:: Exercise set ::
1. List every abbreviation written in capital letters in the HITECH article, each only once.
2. Extend the HITECH article past its last sentence.

:: Selected text ::
######

HITECH: The Strictest Data Protection Law

Enforcement of new data protection laws takes effect at the end of September. Find out how to make sure your IT company is in compliance.

Friday, January 10, 2014/Categories: cyber-risk

In the age of big data, data protection laws are among the most important pieces of regulation for IT companies and independent consultants who work in technology fields. This month marks a major milestone for data protection laws in the U.S. because, as of the 23rd, new data security standards take effect for all businesses that work with HIPAA-covered entities - that is, any company involved with healthcare and so regulated under the Health Information Portability and Accountability Act of 1996.

Here's a look at what you need to know about those data security standards (which were updated by HITECH, the Health Information Technology for Economic and Clinical Health Act) and how to make sure your business is ready to meet them by the September 23 deadline. (For more on data security and data breach issues, check out "Data Security Remains Top Concern about Cloud Computing Options.")

######

:: Recorded data ::
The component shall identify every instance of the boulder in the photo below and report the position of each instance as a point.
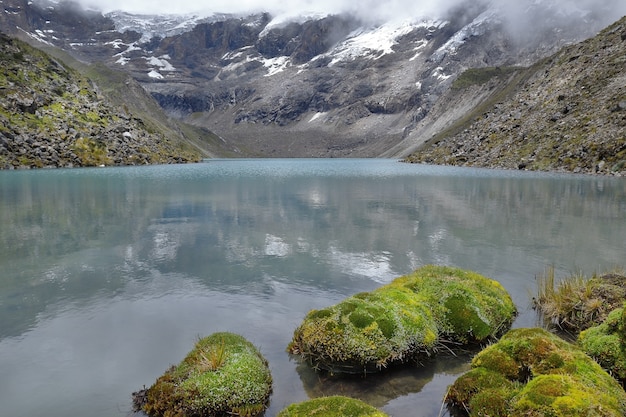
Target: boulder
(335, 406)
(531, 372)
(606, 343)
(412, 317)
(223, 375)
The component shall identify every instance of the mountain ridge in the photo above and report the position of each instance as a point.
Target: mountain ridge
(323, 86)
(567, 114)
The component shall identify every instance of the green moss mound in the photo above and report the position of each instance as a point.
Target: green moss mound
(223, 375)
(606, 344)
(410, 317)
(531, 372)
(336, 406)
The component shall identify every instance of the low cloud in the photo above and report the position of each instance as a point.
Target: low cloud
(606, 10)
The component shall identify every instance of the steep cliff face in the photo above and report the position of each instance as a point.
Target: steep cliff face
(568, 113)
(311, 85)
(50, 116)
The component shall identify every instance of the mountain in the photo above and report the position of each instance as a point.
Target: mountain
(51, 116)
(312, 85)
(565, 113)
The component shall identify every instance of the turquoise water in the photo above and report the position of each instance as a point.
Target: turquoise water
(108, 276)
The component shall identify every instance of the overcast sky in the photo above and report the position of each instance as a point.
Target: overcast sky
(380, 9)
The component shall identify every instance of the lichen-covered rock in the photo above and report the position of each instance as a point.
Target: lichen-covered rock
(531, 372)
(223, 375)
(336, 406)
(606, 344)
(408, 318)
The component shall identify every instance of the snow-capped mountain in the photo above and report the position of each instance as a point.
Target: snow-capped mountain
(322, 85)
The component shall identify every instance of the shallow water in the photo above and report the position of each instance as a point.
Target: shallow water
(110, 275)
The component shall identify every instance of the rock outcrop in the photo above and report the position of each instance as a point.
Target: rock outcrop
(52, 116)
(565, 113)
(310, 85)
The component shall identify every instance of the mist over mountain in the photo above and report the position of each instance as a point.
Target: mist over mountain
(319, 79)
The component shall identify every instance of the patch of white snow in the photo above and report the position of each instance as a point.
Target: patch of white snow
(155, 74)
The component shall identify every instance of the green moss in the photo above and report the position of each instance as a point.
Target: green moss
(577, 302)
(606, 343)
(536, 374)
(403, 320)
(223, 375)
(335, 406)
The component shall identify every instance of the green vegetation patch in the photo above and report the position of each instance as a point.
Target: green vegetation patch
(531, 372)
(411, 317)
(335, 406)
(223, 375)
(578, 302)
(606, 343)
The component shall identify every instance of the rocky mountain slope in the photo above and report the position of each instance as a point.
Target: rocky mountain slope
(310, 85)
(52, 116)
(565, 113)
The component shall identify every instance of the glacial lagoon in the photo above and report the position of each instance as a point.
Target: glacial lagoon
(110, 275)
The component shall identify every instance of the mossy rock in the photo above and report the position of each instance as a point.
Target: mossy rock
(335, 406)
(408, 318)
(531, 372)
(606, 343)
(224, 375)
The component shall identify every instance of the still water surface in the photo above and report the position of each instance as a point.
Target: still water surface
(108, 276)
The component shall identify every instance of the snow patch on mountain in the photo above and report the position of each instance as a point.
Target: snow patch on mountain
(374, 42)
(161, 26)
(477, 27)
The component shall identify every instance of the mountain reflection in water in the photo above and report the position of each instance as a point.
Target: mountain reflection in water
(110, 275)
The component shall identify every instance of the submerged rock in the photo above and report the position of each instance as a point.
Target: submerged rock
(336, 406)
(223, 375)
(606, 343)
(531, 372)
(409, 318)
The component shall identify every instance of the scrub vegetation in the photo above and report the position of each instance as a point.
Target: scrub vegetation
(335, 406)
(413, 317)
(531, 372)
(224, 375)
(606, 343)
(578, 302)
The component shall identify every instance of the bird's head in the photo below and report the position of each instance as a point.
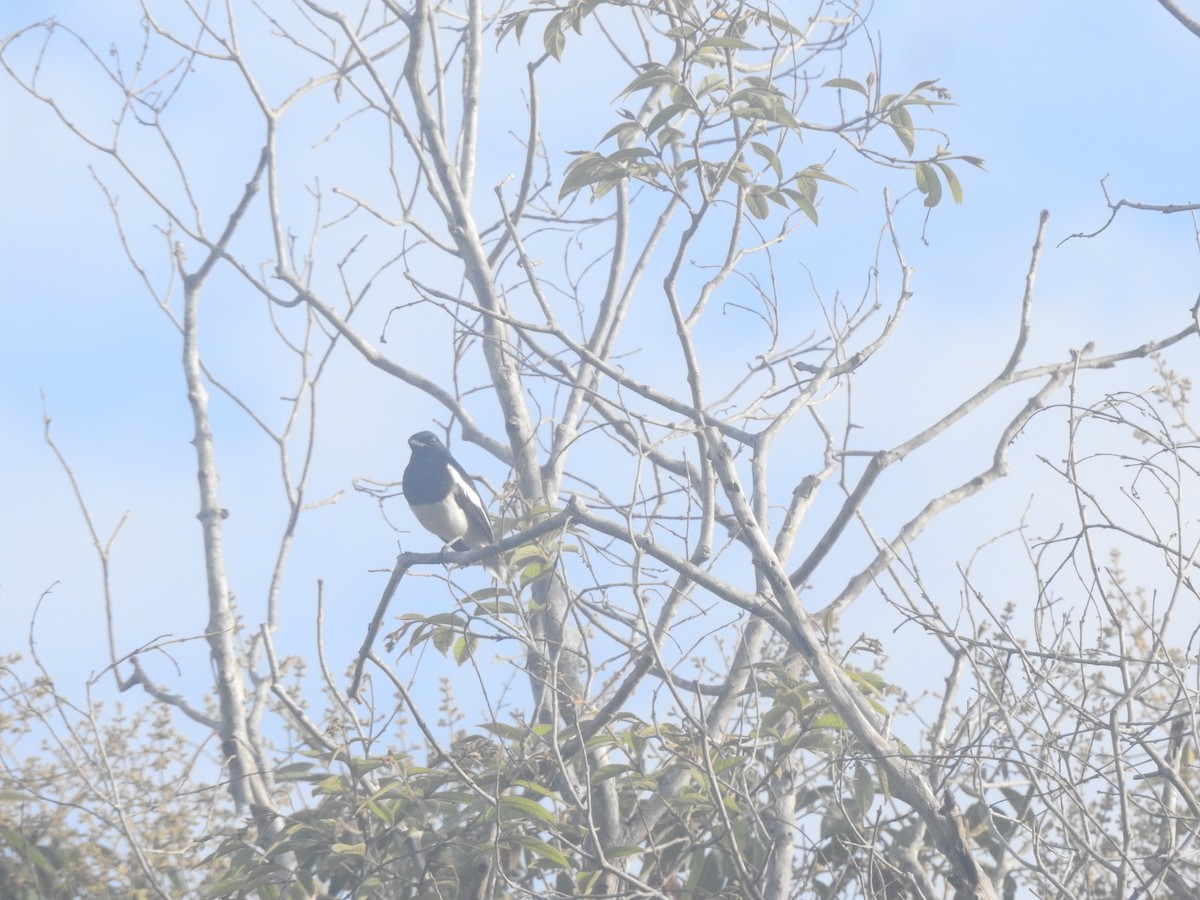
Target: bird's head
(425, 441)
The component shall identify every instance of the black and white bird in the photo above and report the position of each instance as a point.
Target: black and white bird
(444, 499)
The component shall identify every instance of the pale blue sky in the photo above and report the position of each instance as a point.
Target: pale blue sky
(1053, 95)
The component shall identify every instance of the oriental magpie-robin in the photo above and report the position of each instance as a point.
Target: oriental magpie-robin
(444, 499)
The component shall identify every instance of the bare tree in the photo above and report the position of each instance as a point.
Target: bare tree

######

:: Expected responses ::
1. HITECH, IT, U.S., HIPAA

2.
What Is Data Security under HIPAA and HITECH?

Under HIPAA rules, protected health information (PHI) must remain confidential. This means that HIPAA-covered entities that collect and store PHI (e.g., doctors, psychologists, counselors, and hospitals) must protect it with various physical, administrative, and digital barriers so that only authorized parties can access it.

In addition, HIPAA requires that covered entities share PHI with patients within 30 days of receiving a written request for that information. It also outlines certain financial penalties for covered entities that violate the data protection standards.

HITECH, a part of the American Recovery and Reinvestment Act passed in 2009, updates HIPAA's data security standards in the following ways:

  1. It expands the definition of a "covered entity." Now, any company, contractor, or consultant that works with a HIPAA-covered entity must comply with the data security standards of HIPAA and HITECH.
  2. It increases the penalties of data security breaches. Under HITECH, businesses that improperly reveal PHI (whether by disclosing it to non-authorized parties or by permitting a data breach because of insufficient data safeguards) can face up to $1.5 million in penalties each year. (Read more about new cyber security fines in "$1.2 Million HITECH Fine Highlights Risks for IT Contractors Working with Healthcare Clients.")
  3. It requires HIPAA-covered entities to switch to electronic records and demonstrate "meaningful use" of those records to serve patients.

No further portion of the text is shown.